**Dataset excerpts**
______________________________

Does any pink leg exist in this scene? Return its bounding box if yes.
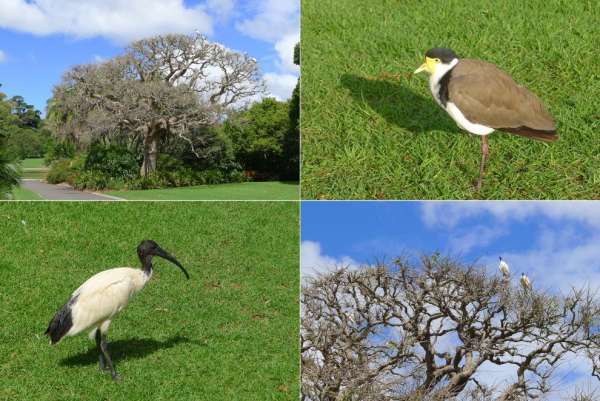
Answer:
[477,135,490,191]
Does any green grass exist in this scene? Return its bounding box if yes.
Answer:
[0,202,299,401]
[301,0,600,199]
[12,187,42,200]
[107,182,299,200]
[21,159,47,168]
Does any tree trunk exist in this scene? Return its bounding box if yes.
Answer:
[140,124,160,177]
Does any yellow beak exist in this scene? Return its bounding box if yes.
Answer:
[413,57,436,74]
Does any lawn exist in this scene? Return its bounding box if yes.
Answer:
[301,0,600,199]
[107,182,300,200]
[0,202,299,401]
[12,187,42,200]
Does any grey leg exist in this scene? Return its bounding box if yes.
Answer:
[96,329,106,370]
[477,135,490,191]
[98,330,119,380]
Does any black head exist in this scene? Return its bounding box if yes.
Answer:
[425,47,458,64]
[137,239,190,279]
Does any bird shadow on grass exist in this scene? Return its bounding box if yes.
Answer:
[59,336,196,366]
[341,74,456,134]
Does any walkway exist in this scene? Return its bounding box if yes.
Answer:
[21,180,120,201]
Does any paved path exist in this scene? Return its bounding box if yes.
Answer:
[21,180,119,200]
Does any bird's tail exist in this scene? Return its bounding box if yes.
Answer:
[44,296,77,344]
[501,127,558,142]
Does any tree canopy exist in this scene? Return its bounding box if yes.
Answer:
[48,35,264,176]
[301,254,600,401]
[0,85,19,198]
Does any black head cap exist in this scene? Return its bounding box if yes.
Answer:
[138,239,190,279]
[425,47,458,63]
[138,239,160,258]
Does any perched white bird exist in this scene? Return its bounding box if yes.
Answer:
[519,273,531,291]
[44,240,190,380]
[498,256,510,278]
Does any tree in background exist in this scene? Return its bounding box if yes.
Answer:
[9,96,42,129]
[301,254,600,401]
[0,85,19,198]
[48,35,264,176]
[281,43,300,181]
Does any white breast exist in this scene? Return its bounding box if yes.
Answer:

______________________________

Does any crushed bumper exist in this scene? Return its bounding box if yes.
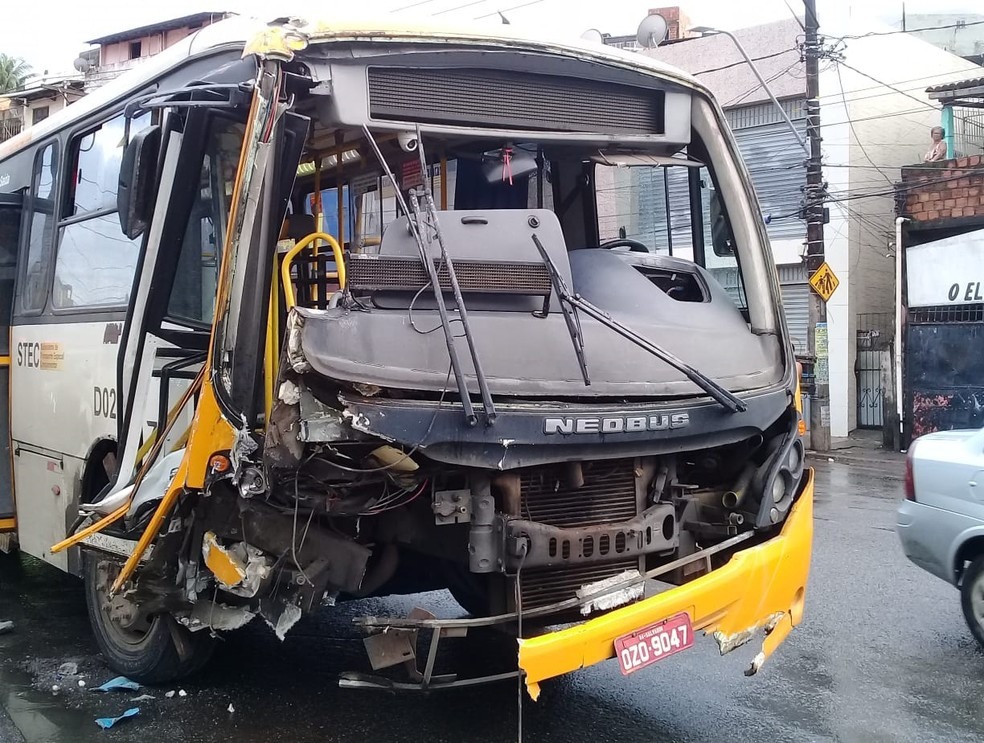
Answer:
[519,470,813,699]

______________________________

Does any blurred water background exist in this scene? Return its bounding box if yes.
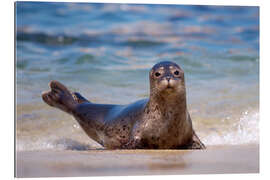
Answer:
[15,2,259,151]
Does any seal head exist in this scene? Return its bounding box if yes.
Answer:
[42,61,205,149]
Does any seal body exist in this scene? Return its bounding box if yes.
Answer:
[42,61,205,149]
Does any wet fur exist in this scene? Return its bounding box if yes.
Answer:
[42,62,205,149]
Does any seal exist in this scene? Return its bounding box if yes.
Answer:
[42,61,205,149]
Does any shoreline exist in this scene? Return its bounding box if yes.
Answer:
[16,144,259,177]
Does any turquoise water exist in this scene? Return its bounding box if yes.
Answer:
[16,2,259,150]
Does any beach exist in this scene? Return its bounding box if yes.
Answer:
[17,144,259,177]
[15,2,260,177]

______________________________

**Direction**
Rewrite the entries from the line holding "Does any green" through the line holding "[137,239,190,279]", inclusive, putting "appear" wherever "exist" appears and leaving the rest unchanged.

**Solution to this task**
Does any green grass appear in this scene? Return its bounding box if yes.
Answer:
[0,202,299,401]
[301,0,600,199]
[12,187,42,200]
[107,182,299,200]
[21,159,47,168]
Does any tree trunk appear in this scene? Return its bounding box if yes.
Answer:
[140,124,160,177]
Does any yellow beak appear in this scene? Return its bounding box if yes.
Answer:
[413,57,436,74]
Does any lawn appear in this scene? Return its bounding box if yes.
Answer:
[301,0,600,199]
[107,182,300,200]
[0,202,299,401]
[12,187,42,200]
Does any grey leg appear in this scene? Return its bounding box if yes.
Answer:
[96,329,106,370]
[477,135,490,191]
[98,330,119,380]
Does any black head appear in this scene? Return its bounding box if yes.
Answer:
[425,47,458,64]
[137,239,190,279]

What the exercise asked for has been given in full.